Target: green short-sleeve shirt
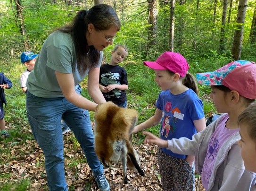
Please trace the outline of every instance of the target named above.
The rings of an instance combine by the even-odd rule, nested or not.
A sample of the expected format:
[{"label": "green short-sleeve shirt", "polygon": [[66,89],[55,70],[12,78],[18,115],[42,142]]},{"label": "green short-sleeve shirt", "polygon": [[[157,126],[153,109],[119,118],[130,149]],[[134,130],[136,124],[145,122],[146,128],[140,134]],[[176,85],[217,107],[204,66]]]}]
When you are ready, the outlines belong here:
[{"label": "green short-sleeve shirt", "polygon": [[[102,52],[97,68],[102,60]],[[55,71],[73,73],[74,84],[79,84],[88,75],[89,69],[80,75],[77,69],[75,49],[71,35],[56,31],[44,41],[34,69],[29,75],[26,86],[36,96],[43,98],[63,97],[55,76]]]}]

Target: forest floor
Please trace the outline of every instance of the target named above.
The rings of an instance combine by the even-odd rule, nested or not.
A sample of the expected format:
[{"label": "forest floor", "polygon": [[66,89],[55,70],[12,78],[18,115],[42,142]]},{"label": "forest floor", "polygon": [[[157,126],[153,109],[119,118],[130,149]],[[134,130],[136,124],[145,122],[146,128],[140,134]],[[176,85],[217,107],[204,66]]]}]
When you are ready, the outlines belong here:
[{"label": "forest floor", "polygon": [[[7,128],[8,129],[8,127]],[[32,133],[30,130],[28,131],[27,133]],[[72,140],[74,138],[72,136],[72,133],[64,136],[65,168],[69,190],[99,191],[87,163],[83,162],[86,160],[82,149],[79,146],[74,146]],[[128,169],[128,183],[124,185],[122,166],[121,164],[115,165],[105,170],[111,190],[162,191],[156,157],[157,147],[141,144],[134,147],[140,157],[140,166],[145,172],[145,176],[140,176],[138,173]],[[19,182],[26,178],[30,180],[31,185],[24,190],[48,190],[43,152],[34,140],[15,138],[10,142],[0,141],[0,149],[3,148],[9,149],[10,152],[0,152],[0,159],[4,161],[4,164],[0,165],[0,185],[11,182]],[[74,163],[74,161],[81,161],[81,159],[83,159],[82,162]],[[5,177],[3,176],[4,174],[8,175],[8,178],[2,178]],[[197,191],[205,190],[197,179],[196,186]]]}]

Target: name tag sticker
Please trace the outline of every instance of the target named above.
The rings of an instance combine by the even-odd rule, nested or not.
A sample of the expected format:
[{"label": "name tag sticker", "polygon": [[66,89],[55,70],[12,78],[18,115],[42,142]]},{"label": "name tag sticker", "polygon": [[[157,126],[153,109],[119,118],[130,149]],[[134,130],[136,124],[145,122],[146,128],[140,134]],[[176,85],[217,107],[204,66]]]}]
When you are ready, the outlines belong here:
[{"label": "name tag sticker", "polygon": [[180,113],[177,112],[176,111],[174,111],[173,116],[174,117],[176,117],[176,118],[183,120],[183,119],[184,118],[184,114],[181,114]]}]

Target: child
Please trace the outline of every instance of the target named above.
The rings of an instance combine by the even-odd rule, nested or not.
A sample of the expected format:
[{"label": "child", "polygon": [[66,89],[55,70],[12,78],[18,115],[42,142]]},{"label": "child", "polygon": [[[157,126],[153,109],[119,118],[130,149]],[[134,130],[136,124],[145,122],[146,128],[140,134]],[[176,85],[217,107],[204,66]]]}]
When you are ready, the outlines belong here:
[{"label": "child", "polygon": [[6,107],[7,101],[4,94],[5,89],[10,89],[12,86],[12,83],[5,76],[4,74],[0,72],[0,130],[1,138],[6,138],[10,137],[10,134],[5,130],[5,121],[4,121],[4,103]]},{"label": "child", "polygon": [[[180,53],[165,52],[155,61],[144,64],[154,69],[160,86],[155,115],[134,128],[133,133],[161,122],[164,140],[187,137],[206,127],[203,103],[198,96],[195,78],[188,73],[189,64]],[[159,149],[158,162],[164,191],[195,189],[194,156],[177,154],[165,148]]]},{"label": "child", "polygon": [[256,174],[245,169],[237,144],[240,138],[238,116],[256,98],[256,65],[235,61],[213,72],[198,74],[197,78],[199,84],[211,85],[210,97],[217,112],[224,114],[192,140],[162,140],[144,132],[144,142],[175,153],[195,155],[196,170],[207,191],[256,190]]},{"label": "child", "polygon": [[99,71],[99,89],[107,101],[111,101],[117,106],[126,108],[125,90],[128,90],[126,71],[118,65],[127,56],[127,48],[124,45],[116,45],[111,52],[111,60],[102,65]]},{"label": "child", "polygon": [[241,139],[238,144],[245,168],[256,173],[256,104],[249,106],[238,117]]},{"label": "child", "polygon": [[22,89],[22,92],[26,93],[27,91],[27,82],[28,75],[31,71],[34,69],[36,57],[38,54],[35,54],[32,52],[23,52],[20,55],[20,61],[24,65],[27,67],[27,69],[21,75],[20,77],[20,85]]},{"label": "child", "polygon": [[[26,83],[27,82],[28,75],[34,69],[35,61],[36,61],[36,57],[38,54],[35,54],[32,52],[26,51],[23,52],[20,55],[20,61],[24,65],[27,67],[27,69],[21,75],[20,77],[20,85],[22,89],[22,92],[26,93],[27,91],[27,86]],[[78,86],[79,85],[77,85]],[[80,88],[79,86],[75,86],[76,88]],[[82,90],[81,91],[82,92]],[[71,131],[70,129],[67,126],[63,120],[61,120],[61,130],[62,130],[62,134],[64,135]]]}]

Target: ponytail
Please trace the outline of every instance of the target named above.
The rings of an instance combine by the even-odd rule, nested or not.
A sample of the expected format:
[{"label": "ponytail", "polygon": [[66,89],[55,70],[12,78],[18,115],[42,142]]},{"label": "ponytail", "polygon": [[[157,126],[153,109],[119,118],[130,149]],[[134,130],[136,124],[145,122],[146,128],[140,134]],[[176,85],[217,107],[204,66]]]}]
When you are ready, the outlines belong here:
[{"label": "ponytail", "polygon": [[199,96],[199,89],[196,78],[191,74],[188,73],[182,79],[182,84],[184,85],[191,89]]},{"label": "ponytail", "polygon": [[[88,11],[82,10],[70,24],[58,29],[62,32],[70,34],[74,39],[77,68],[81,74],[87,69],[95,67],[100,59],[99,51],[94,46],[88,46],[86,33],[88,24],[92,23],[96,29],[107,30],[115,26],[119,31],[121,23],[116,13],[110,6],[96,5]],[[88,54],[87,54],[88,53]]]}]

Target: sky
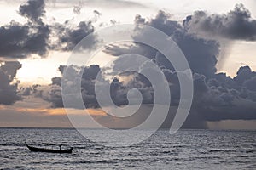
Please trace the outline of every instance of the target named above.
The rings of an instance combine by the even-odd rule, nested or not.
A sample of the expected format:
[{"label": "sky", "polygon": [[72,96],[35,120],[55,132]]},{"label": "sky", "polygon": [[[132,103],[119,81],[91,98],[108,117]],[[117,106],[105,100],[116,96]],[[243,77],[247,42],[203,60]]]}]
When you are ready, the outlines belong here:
--------------------------------------------------
-- AIM --
How many lines in the items above contain the string "shirt", with case counting? Reply with the number alone.

-- TASK SOLUTION --
3